### Problem description
Edit the items in the stretch from the line containing "point_to marks one point per instance of the framed landscape" through the line containing "column 45, row 331" by swapping "carpeted floor" for "area rug" and leaving everything else as it is. Return only those lines.

═══ Records for the task

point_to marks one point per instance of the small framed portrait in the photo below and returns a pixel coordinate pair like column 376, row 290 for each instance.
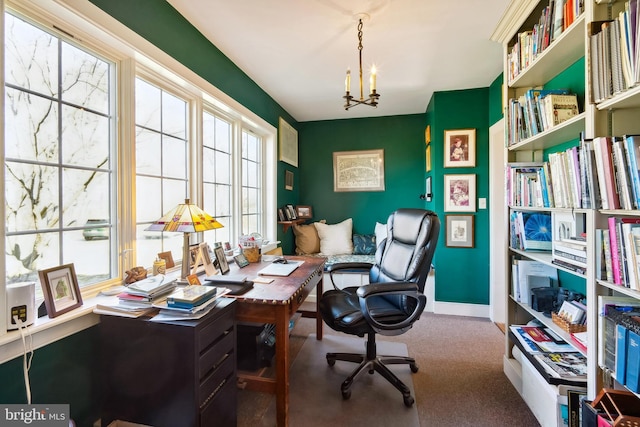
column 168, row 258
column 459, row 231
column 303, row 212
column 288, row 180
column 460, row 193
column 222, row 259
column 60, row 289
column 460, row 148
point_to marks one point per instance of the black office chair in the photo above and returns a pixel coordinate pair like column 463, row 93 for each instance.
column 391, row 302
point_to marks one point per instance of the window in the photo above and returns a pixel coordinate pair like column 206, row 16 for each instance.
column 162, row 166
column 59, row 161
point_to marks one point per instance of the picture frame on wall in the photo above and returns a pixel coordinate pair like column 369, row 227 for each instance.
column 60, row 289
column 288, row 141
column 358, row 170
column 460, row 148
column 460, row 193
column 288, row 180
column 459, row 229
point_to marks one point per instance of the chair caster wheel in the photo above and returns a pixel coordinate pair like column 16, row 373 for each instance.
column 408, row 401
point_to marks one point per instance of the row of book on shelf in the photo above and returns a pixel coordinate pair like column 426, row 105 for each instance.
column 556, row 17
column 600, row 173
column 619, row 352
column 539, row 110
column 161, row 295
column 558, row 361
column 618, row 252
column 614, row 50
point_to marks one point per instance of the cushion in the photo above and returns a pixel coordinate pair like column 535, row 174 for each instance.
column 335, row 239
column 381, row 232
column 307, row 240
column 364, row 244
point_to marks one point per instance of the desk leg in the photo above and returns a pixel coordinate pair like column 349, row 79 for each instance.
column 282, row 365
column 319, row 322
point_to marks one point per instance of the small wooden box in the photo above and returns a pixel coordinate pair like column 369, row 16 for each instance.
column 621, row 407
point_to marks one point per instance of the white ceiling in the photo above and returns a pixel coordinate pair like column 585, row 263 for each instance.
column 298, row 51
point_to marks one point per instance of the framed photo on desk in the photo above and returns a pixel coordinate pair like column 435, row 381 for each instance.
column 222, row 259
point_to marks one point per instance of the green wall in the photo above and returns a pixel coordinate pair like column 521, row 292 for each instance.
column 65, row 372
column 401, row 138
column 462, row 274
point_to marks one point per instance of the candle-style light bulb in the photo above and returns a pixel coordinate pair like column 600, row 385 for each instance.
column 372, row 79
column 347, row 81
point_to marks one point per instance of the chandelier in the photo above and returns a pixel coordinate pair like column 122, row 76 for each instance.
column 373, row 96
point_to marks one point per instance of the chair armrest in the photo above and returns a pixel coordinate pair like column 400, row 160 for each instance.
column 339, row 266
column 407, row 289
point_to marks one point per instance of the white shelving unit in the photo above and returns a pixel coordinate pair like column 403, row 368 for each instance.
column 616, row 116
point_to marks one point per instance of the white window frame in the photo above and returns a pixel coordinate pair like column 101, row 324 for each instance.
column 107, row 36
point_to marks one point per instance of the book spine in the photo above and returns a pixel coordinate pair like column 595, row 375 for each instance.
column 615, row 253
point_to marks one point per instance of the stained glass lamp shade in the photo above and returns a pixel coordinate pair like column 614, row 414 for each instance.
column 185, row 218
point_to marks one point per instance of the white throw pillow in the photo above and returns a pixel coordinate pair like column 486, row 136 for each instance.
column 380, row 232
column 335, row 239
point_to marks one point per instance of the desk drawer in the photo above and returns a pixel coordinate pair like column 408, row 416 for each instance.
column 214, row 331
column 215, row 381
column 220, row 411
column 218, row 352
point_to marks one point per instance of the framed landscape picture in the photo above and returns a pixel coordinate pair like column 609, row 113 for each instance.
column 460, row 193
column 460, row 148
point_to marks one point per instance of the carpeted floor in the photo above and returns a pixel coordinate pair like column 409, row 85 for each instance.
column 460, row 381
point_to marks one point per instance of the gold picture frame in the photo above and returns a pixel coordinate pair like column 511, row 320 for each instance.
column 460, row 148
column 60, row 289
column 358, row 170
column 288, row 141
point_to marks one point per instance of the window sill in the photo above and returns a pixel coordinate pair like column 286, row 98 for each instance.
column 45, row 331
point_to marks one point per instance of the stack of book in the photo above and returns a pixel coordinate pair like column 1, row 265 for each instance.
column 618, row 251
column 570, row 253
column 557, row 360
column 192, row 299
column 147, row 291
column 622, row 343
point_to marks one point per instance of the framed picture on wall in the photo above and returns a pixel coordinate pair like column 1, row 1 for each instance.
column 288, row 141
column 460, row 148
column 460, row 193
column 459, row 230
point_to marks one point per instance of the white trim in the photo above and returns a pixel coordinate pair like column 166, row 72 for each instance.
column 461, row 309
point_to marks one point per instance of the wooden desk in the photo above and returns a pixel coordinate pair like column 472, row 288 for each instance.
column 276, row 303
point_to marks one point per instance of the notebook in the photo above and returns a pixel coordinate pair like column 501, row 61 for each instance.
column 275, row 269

══════
═══ Records for the task

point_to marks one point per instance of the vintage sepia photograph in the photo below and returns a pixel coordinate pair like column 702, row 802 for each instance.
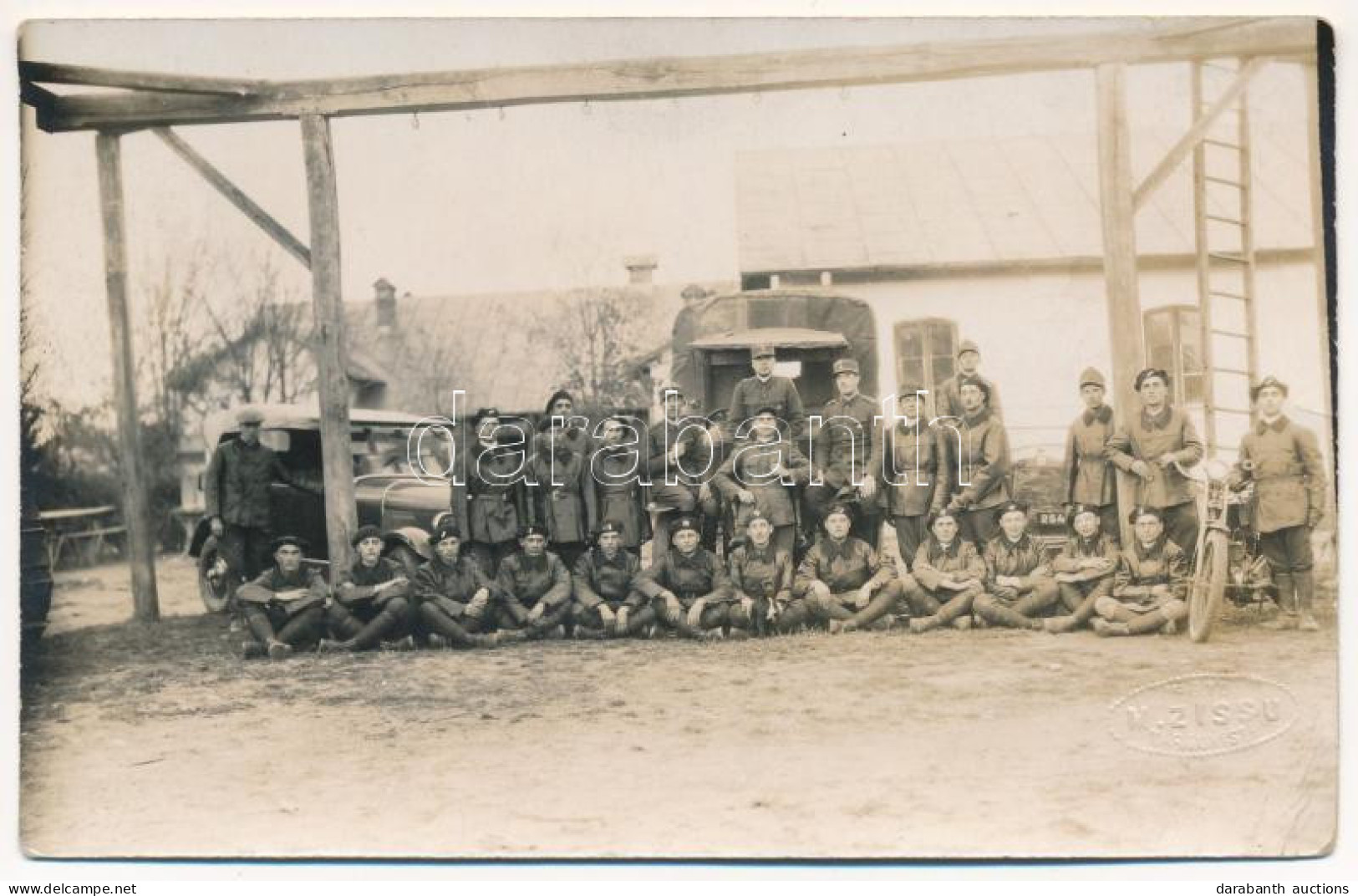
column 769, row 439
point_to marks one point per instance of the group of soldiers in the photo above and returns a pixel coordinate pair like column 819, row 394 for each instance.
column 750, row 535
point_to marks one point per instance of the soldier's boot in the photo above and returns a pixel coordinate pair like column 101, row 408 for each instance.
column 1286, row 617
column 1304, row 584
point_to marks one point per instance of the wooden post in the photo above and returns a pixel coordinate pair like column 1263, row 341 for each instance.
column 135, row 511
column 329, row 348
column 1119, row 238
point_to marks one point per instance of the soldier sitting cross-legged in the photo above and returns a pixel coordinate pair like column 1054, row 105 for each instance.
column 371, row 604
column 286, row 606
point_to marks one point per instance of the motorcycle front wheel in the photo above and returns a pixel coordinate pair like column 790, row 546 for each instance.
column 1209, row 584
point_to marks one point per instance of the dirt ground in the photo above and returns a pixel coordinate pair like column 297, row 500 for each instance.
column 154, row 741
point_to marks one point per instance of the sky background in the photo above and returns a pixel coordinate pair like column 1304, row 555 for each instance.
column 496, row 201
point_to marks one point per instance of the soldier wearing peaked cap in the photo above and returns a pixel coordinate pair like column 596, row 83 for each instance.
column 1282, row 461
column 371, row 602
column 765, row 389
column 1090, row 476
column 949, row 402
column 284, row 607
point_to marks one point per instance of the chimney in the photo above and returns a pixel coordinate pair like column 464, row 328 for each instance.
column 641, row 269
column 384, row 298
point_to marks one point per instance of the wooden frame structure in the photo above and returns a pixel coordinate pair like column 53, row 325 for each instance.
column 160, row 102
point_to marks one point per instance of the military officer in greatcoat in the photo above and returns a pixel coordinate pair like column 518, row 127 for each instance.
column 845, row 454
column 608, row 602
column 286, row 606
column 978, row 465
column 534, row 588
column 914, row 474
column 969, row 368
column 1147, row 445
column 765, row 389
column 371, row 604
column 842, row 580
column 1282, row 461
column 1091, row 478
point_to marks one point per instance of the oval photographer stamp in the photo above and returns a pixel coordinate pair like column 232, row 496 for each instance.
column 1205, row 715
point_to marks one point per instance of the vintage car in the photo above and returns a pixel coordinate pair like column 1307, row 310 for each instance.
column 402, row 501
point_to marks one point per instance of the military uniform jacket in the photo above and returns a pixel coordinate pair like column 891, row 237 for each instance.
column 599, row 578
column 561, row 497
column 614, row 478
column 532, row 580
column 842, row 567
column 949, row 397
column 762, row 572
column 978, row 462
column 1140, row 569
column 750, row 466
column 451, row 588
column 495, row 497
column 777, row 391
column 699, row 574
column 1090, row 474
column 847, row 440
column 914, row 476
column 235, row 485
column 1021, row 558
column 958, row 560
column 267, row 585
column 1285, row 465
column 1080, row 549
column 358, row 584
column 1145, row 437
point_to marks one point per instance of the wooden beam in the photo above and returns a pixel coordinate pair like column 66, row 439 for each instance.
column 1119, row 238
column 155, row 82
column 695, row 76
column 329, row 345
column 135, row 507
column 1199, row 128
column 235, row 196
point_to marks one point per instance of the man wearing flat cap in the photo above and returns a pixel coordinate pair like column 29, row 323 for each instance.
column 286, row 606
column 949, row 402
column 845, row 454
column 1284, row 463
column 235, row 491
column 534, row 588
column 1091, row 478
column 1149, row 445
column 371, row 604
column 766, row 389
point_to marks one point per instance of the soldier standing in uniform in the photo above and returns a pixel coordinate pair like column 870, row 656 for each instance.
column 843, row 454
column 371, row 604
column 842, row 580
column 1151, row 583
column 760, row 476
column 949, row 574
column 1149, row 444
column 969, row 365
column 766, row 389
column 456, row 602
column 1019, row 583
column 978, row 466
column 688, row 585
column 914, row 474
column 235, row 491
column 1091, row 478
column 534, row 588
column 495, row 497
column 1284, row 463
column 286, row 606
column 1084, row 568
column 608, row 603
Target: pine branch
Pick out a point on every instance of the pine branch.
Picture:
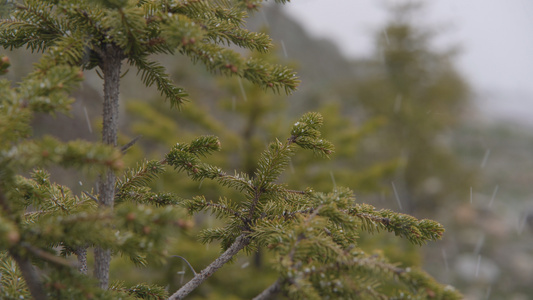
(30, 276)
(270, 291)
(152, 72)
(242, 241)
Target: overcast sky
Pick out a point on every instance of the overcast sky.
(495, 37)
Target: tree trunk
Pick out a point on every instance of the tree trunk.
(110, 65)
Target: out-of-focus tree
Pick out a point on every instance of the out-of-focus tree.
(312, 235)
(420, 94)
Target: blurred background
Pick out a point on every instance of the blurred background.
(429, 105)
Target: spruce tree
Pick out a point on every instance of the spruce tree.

══════

### Output for this exercise
point_to marks one point per instance of the framed landscape picture in the photo above and returns a pixel coordinate pair like column 609, row 113 for each instance.
column 460, row 193
column 460, row 148
point_to marks one point per instance of the area rug in the photo above and returns a pixel coordinate pair like column 409, row 85 for each instance.
column 460, row 381
point_to marks one point per instance of the gold picture frame in the photo above and returns a pixel coordinate pair like column 511, row 320 for each instance.
column 460, row 148
column 60, row 289
column 358, row 170
column 288, row 141
point_to marks one point per instance of the window sill in the photo above and returns a pixel coordinate pair like column 286, row 98 for each instance.
column 45, row 331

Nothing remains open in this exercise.